USpeak: Difference between revisions

← Older edit

Latest revision as of 15:01, 8 April 2009

About you

Q1: What is your name?

Ans: Komaragiri Satya

Q2: What is your email address?

Ans: satya[DOT]komaragiri[AT]gmail[DOT]com

Q3: What is your Sugar Labs wiki username?

Ans: Mavu

Q4: What is your IRC nickname?

Ans: mavu

Q5: What is your primary language? (We have mentors who speak multiple languages and can match you with one of them if you'd prefer.)

Ans: Primary language for e-mails, IRC, Blogs: English. Also fluent in Hindi, Tamil, Telugu

Q6: Where are you located, and what hours do you tend to work? (We also try to match mentors by general time zone if possible.)

Ans: I am located in New Delhi, India (UTC +5:30). I work late mornings when I am not in college (10-11 AM-ish IST) to evening (4:30 -5 PM-ish IST) and late evenings (7- 7:30 PM IST) to late at night (1-2 AM IST and more if need be) so timezones will not be a problem.

* _Given material_:

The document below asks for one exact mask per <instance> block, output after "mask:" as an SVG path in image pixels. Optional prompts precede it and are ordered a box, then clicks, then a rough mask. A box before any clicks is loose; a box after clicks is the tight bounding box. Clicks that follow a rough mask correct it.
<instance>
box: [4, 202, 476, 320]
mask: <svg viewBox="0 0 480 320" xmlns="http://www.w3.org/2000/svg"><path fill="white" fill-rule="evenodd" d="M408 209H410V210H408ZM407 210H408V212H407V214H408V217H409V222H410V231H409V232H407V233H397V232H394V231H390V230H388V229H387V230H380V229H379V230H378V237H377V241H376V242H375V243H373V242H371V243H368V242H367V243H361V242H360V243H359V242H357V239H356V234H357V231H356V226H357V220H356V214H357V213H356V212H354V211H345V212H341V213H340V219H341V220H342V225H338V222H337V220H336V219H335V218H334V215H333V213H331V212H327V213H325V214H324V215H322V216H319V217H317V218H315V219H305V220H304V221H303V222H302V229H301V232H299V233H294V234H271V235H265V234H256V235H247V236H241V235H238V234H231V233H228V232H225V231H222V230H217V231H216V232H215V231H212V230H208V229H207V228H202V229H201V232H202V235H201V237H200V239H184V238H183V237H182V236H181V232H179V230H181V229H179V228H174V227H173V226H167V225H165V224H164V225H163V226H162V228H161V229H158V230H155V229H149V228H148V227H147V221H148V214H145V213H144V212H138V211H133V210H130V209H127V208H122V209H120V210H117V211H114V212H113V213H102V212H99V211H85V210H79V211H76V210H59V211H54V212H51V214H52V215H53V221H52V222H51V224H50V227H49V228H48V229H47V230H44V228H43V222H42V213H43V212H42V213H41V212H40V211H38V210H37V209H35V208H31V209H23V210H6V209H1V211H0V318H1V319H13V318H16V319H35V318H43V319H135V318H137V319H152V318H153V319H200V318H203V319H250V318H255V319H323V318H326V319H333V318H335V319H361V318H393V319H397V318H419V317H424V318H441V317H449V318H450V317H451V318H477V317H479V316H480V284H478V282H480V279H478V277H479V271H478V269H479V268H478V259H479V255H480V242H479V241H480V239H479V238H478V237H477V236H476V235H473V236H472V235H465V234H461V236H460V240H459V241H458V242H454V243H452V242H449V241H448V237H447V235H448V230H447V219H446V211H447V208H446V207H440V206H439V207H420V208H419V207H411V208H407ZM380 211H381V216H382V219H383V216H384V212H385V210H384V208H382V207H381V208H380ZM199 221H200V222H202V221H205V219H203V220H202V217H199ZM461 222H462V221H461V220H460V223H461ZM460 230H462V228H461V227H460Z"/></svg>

* _Task_:
Per the USpeak wiki page, which languages besides English is the person fluent in? The material comes from a separate source.

* _Written response_:
Hindi, Tamil, and Telugu.